== Work to complete ==
Your task is to write out the lines from the line containing "Labeling batch C. For the image above, tag the colorful" through the last line of the material, exactly.

Items listed in a dataset:
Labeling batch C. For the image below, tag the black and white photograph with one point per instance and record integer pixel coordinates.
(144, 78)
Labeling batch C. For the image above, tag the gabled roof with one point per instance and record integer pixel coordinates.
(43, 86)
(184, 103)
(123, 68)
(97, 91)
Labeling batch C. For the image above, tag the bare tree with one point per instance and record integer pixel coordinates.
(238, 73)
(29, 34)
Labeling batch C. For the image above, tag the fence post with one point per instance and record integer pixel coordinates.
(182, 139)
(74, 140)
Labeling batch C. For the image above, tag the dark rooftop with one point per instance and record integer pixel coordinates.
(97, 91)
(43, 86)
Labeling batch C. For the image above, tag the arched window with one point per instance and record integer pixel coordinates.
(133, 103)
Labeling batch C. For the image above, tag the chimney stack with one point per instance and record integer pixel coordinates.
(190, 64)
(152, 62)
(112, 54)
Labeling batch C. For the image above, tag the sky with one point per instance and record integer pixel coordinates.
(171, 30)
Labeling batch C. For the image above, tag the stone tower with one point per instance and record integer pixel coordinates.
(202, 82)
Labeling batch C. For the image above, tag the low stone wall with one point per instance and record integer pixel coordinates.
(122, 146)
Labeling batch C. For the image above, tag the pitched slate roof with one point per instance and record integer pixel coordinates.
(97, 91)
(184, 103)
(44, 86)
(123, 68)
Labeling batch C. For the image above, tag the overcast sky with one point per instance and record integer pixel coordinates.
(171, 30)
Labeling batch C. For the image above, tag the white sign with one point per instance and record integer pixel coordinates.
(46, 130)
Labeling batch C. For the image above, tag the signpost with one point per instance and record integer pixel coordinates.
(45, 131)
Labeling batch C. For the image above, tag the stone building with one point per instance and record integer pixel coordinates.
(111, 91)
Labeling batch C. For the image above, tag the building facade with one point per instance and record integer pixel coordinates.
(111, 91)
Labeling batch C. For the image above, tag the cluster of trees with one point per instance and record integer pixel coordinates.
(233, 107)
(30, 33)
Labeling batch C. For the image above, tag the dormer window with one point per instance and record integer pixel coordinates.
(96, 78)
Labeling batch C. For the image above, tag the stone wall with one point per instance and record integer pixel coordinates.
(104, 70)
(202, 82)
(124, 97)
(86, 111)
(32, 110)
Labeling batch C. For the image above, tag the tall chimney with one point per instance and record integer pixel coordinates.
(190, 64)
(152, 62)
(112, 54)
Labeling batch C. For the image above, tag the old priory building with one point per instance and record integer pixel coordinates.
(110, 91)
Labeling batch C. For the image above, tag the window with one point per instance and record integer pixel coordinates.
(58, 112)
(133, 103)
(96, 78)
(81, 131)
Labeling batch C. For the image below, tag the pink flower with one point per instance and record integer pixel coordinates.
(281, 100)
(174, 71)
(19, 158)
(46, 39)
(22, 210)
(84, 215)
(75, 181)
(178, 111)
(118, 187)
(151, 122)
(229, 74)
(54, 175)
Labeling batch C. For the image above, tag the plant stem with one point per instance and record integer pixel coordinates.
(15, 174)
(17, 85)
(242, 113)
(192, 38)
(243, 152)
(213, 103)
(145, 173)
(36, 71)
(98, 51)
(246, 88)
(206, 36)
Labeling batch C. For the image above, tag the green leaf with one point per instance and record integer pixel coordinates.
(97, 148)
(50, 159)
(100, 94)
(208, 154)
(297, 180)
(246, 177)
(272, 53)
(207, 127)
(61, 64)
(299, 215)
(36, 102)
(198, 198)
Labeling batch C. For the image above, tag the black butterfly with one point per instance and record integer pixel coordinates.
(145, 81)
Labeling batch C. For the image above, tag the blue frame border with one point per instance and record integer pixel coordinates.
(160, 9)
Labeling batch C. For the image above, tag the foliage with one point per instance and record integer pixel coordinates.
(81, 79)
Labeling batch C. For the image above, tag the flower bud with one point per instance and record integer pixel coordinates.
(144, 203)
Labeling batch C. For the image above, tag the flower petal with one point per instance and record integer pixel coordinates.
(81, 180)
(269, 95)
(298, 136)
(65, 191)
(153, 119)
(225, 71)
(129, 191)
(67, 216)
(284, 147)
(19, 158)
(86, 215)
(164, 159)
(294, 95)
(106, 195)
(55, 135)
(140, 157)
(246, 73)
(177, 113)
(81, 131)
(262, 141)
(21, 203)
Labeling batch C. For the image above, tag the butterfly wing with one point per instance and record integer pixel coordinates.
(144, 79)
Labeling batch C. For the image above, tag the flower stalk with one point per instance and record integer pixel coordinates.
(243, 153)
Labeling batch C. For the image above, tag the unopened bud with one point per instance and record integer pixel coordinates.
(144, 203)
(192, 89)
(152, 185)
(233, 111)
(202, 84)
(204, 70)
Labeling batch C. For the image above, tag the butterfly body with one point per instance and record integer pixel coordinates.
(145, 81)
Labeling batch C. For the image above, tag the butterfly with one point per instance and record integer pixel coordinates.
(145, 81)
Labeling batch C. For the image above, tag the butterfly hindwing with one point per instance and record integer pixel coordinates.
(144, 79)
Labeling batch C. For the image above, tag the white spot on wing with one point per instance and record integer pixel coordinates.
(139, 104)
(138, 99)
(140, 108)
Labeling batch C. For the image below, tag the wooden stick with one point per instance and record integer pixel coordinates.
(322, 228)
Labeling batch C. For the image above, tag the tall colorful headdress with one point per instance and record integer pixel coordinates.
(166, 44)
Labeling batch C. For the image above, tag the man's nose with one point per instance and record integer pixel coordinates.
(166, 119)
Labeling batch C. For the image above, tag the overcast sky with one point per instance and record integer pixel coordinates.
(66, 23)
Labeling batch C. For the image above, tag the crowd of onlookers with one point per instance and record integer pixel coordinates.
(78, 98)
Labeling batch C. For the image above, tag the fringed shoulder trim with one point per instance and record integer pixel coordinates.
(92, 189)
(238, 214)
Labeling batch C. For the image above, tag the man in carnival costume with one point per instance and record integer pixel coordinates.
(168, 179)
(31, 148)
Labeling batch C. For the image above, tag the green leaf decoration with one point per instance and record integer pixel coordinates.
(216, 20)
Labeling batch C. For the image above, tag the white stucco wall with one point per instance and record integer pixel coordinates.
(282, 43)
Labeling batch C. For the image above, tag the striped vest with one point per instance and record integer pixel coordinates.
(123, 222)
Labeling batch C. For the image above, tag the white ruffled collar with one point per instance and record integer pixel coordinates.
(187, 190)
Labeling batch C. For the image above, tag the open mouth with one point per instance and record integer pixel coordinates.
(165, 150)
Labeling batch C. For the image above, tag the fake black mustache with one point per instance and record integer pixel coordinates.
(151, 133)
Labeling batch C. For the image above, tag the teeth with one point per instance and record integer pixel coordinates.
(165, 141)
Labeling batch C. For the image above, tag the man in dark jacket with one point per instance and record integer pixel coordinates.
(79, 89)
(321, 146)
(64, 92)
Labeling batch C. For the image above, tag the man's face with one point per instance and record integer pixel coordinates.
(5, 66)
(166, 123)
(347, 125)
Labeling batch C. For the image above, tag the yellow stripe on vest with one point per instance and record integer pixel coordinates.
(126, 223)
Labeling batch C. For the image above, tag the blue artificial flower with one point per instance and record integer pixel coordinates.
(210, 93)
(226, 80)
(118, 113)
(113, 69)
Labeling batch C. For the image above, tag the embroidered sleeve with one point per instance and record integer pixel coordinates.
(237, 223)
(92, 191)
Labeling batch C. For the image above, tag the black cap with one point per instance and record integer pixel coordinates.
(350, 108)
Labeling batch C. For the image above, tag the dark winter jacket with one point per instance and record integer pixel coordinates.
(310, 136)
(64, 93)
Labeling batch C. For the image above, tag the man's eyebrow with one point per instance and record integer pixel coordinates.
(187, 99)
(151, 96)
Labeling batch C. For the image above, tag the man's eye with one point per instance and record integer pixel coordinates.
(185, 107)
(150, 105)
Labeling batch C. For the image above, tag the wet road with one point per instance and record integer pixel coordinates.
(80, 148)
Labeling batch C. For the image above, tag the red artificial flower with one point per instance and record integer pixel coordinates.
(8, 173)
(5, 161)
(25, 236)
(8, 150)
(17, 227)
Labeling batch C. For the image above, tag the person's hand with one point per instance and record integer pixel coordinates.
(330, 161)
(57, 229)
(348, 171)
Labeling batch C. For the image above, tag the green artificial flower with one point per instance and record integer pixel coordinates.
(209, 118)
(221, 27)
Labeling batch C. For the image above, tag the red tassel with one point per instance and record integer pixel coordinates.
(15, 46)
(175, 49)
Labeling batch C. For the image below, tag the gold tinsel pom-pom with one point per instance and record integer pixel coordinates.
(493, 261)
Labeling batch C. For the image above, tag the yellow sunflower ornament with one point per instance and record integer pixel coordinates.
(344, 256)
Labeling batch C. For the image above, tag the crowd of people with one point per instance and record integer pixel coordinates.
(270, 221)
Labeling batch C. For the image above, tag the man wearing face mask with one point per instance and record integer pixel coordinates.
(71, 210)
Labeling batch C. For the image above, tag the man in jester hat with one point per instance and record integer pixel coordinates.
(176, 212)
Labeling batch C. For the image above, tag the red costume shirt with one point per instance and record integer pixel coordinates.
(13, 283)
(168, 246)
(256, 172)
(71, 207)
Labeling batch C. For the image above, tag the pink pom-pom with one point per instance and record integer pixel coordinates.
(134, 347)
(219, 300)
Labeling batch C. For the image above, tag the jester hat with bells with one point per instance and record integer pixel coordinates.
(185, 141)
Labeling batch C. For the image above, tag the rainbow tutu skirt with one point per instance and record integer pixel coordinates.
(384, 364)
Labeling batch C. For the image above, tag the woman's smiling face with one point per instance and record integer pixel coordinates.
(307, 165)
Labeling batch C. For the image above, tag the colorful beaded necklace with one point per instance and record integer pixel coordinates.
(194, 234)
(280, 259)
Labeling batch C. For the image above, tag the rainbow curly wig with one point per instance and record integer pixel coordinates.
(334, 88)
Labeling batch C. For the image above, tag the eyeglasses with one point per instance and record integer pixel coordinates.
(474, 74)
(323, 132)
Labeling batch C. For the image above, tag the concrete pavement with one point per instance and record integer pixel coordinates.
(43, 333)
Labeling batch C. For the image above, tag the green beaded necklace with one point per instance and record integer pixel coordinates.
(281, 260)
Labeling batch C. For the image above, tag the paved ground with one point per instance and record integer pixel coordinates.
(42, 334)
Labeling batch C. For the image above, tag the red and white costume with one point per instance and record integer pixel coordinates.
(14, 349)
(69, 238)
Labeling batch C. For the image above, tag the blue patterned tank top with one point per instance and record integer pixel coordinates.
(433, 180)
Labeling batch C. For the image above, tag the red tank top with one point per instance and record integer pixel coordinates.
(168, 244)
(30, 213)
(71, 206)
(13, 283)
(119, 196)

== Response to this task ==
Labeling batch C. For the image above, tag the colorful beaded necklace with one point per instance and record integer pixel coordinates.
(194, 234)
(280, 259)
Labeling batch C. For the image above, tag the rainbow curly wig with one point per instance and record integer pixel coordinates.
(334, 88)
Labeling batch C. For the image above, tag the eyeglasses with one point per instance and record integer pixel coordinates.
(474, 74)
(323, 132)
Labeling batch C. For the image above, tag the concrete pavement with one point per instance and record integer pixel coordinates.
(43, 333)
Labeling batch C. For the image above, tag the green beaded necklace with one point per instance and record integer pixel coordinates.
(281, 260)
Labeling batch C. For the image above, tag the paved ground with one point per instance and record integer pixel coordinates.
(42, 334)
Labeling batch C. For the image above, tag the red and white costume with one point per instance and record integer pixel coordinates.
(14, 349)
(69, 238)
Labeling batch C. For the image above, tag the blue patterned tank top with one point per instance and record integer pixel coordinates.
(433, 180)
Labeling batch C. For the image above, tag the red tank top with one point per instance and record integer pixel coordinates.
(168, 244)
(30, 213)
(71, 206)
(13, 283)
(119, 196)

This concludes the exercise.